La Route de Paris, ou les Allant et venant

La Route de Paris, ou les Allant et venant, tableau épisodique en un acte en vaudevilles, de Théaulon et Armand Dartois, 30 juillet 1814.

Théâtre du Vaudeville.

Titre :

Route de Paris (la), ou les Allant et venant

Genre

tableau épisodique en vaudevilles

Nombre d'actes :

1

Vers ou prose ?

en prose, avec des couplets en vers

Musique :

vaudevilles

Date de création :

30 juillet 1814

Théâtre :

Théâtre du Vaudeville

Auteur(s) des paroles :

Théaulon et Armand Dartois

L’Esprit des journaux français et étrangers, tome VII, juillet 1814, p. 282-287 :

[Article repris du Journal de Paris, n° 212, du dimanche 31 juillet 1814 p. 1-3.

La Route de Paris est une pièce à tiroirs, faisant défiler dans une auberge (lieu commode pour ce genre de défilé) tous ceux que les événements récents attirent à Paris, ou en font fuir. Tous ont des sentiments différents, crainte,, espoir, ambition, vengeance, voire simple curiosité ; ils représentent des « types » assez classiques : un couple de gascons, un valet, des étrangers (occasion de jouer avec les accents), etc. Pas d’intrigue, juste une succession de détails, même si les auteurs se sont sentis obligés de faire un mariage à la fin. La pièce reposait sur les épaules du fameux Joly, capable de tenir dix rôles et de changer de costume « avec une promptitude miraculeuse ». Si la pièce obéit à une « louable intention » (puisqu’elle célèbre le retour du roi), elle n’est pas sans défauts : un couplet d’annonce « insignifiant », des longueurs, des inconvenances. Le public a bien saisi les allusions (mais il ne suffit pas de parler du roi pour faire une bonne pièce). Joly a été utilisé de façon excessive, mademoiselle Desmares a bien fait rire avec son accent anglais et mademoiselle Rivière a bien tenu le rôle central de l’aubergiste. Succès malgré quelques sifflets.]

Théâtre du Vaudeville.

Première représentation de la Route de Paris, ou les Allant et Venant.

Après un de ces grands événemens politiques qui changent la face d'un empire, les routes voisines de la capitale offrent à l'observation un spectacle assez curieux. Les Allant et Venant, conduits par la crainte, l'espoir, l'ambition, la vengeance, et quelquefois même par une vague curiosité, sont autant de personnages épisodiques d'une lanterne magicomorale. Ce ne sont pas les grands traits que pourrait saisir l'observateur philosophe que le Vaudeville avait la prétention de présenter dans sa petite lanterne magique, mais des caricatures gaies et plaisantes.

----------------

• **Tâches à accomplir**:
(a) Relevez tous les interprètes que l'extrait du texte désigne nommément.
(b) Prolongez le compte rendu de la Route de Paris en reprenant après sa dernière phrase.
Le matériel provient d'une source distincte de ce texte.

----------------

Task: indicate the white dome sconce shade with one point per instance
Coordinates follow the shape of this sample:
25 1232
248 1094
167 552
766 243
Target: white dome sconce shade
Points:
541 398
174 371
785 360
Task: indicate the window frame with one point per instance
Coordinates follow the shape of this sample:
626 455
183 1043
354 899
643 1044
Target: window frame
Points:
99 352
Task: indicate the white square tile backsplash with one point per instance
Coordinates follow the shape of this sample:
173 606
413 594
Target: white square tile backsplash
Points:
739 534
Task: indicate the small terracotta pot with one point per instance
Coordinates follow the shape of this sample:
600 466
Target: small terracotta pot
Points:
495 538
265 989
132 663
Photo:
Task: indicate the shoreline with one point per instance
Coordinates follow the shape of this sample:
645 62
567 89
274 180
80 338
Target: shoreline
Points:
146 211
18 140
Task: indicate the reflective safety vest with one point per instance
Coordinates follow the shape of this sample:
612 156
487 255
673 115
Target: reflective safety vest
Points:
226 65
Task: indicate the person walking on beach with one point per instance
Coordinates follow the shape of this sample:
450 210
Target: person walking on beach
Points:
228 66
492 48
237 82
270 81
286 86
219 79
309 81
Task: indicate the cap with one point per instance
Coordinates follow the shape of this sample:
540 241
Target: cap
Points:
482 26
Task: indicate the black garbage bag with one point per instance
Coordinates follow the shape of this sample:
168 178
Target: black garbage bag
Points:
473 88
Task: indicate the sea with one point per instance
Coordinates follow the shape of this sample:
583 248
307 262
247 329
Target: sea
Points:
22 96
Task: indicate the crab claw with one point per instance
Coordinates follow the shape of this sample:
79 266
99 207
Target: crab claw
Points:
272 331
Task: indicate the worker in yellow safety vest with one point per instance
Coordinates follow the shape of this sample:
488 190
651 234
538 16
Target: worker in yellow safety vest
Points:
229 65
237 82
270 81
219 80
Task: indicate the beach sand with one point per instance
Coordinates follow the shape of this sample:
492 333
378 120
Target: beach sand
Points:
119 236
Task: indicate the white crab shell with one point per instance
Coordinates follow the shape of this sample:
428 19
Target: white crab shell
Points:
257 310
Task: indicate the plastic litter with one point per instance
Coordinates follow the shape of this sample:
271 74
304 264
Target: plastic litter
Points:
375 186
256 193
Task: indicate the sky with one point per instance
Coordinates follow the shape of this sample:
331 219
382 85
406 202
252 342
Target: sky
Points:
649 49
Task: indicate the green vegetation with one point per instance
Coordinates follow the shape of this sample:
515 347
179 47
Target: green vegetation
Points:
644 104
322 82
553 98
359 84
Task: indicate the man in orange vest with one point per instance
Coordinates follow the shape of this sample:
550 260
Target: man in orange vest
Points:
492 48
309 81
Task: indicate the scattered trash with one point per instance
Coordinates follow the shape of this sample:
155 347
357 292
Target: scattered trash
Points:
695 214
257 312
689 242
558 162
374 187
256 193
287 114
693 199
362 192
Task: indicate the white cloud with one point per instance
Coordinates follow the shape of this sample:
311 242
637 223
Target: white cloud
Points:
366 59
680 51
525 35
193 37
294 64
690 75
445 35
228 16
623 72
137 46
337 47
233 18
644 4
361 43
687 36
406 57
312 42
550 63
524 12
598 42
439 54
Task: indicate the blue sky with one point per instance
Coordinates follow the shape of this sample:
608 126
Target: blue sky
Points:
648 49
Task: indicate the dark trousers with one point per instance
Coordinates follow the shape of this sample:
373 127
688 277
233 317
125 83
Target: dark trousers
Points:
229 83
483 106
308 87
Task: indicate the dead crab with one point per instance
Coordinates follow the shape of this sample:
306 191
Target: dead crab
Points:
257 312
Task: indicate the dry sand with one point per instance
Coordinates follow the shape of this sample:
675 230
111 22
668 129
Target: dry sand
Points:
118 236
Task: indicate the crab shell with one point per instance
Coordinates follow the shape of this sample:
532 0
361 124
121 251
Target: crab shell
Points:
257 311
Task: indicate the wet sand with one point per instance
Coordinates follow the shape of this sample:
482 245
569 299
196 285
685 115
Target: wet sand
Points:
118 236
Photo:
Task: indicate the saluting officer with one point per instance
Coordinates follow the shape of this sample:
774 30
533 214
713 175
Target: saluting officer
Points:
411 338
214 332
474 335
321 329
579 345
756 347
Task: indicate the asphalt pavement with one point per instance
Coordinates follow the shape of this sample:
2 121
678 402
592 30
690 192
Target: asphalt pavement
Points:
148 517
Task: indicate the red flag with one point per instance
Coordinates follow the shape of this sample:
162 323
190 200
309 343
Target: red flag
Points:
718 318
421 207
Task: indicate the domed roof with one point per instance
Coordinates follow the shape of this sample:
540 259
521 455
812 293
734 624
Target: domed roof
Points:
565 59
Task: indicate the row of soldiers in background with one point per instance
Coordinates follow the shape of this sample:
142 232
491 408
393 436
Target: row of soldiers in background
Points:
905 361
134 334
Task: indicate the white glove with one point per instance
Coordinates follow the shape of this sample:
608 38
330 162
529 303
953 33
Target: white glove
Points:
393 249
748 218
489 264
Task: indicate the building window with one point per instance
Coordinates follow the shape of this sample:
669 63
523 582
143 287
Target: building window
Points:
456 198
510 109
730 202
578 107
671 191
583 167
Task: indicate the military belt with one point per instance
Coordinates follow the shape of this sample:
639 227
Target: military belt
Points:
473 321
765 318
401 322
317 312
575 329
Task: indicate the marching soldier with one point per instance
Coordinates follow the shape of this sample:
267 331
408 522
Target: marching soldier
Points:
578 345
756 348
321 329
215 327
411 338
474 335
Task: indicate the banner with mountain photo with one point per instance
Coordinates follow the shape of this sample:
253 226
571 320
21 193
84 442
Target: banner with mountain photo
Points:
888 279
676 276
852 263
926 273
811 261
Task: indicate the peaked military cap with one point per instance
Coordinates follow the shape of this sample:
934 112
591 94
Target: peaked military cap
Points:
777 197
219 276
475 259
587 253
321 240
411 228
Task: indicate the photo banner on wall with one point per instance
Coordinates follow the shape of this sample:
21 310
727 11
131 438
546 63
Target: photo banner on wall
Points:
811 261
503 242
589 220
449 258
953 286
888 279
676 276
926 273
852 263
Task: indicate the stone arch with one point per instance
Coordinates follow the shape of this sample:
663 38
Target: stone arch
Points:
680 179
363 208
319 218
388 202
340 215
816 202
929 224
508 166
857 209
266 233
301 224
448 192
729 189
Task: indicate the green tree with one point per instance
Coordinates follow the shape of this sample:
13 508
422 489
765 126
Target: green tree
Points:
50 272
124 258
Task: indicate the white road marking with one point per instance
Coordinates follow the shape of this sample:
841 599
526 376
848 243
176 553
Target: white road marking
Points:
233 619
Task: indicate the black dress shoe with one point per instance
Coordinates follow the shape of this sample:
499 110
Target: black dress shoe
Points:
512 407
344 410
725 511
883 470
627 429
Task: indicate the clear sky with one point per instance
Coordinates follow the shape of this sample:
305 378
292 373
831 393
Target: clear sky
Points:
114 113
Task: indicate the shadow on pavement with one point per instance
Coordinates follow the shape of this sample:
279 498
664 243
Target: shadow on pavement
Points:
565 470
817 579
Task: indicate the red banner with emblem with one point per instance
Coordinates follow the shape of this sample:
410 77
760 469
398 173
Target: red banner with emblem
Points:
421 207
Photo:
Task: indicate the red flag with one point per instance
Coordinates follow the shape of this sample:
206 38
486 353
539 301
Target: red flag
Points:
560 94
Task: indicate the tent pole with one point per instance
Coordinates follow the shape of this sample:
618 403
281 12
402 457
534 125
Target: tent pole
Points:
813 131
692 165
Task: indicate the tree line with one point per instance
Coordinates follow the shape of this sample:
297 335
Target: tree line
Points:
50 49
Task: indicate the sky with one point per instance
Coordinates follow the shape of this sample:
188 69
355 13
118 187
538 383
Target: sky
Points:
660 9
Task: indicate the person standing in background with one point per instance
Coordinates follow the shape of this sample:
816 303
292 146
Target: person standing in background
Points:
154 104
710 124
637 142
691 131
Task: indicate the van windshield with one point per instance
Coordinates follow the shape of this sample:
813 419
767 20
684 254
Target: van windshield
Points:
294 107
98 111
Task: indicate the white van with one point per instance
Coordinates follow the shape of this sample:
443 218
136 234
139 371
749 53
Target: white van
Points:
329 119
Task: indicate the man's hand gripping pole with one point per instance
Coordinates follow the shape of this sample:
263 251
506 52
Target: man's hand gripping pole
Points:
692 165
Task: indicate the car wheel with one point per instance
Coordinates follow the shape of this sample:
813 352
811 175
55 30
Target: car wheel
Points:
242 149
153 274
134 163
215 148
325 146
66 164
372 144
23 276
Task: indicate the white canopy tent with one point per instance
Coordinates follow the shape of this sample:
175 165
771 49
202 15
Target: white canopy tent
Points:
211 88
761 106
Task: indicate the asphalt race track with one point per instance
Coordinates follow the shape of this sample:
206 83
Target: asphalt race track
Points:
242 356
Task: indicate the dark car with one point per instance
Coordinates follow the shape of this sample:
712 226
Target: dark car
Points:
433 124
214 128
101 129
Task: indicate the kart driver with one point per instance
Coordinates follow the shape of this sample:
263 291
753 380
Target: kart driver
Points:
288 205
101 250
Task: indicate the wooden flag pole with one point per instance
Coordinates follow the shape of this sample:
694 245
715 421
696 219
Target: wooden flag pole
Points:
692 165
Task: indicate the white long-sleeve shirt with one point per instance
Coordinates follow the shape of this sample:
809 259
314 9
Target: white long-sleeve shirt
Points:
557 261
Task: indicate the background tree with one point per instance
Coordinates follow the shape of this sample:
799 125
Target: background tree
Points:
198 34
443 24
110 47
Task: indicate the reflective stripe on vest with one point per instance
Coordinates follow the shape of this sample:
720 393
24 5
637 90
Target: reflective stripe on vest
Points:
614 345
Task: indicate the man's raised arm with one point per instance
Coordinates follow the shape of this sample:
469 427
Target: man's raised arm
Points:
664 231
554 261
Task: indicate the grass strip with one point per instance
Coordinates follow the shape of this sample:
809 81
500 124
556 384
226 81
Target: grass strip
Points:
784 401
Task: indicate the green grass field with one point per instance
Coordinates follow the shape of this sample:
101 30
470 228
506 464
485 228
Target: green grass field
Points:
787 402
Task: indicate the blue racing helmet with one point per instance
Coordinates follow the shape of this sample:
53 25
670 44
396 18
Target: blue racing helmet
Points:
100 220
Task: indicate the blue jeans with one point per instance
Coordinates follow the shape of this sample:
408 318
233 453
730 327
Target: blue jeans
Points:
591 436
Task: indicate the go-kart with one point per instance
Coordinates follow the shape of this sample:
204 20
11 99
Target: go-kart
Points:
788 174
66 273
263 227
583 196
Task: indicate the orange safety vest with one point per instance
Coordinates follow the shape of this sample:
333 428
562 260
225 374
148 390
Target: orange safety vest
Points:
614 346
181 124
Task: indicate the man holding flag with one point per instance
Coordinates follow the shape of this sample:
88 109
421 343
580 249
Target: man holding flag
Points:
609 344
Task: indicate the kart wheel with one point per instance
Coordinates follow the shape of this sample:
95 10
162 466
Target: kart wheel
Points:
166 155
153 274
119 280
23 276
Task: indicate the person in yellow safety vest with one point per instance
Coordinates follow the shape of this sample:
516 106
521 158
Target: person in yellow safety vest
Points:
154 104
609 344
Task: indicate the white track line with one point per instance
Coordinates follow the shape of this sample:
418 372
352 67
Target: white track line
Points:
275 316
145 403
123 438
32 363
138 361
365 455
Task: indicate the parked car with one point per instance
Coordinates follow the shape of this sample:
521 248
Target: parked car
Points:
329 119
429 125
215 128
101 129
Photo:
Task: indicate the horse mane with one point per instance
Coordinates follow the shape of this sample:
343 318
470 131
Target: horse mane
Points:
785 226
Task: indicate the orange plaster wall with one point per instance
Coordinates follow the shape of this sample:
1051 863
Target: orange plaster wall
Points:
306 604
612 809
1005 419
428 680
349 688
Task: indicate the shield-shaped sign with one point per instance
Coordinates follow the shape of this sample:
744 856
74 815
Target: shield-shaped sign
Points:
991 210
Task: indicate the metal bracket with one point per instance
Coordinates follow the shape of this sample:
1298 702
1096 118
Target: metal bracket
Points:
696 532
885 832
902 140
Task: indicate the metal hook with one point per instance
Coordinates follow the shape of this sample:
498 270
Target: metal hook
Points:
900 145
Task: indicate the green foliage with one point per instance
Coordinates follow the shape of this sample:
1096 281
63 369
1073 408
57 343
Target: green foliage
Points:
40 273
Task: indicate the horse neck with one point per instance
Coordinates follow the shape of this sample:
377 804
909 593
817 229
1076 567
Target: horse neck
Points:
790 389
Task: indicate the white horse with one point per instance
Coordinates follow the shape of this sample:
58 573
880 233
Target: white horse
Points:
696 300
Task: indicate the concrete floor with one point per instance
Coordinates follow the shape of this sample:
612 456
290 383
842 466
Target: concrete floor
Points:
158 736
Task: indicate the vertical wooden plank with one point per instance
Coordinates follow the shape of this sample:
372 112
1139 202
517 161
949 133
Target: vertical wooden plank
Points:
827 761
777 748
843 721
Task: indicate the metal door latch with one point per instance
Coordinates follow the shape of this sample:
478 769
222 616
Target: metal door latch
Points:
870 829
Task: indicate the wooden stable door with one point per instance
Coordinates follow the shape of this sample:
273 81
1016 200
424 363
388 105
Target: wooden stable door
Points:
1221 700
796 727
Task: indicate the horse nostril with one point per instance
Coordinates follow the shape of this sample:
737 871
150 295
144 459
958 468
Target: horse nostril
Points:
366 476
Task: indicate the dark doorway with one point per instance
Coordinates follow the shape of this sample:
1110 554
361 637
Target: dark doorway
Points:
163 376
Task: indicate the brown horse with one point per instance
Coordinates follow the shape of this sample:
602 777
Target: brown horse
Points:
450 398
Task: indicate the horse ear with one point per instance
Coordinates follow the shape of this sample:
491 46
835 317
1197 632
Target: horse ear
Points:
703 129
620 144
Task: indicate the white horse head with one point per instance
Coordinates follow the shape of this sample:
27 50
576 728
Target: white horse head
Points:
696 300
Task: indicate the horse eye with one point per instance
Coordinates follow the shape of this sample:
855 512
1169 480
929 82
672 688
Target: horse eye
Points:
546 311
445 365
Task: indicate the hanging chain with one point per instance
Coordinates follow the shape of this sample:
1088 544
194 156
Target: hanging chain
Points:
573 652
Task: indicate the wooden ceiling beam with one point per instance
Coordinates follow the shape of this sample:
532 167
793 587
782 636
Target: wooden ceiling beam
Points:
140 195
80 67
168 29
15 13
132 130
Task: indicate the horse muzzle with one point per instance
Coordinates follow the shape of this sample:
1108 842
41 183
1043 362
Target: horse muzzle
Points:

----------------

• **Résultats attendus**:
(a) Joly, mademoiselle Desmares, mademoiselle Rivière

(b)
La scène se passe dans une auberge située sur la grande roule, à trois lieues de Paris. L'enseigne  aux Fleurs-de-Lis semble porter bonheur à l'hôtesse, jolie veuve cauchoise, qui se nomme Marguerite. Les voyageurs arrivent en foule dans son auberge.

On voit d'abord un courrier-estafette qui, naguère sachant qu'il était presque toujours un messager de malheur, courait avec lenteu r maintenant qu'il ne porte plus que des messages de bonheur, il va toujours au galop ; aussi ne se donne-t-il pas le temps de déjeuner ; il repart dès que son cheval a mangé l'avoine, et fait place au chevalier de Cadiac ; ce seigneur gascon quitte sa province pour aller à la cour ; il veut éviter l'éclat, et, pour mieux conserver l'incognito, il voyage en patache, et s'informe si sa voiture est déjà passée. Il avait, dit-il, la meilleure table du département de Lot-et-Garonne, mais comme chez lui on courait risque de mourir d'indigestion, l'autorité lui a ordonné d'aller toujours dîner en ville. Il courtise de près l'appétissante Marguerite, qu'il essaie d'éblouir par l'offre brillante de sa protection. Il est interrompu dans sa galante entreprise par l'arrivée de Mme. Cadiac, qui est un démon de vivacité et de jalousie. Pendant qu'elle querelle Marguerite, le séducteur remonte dans la patache et part sans faire ses adieux à sa douce moitié, à qui la fureur donne des ailes pour courir après son volage époux.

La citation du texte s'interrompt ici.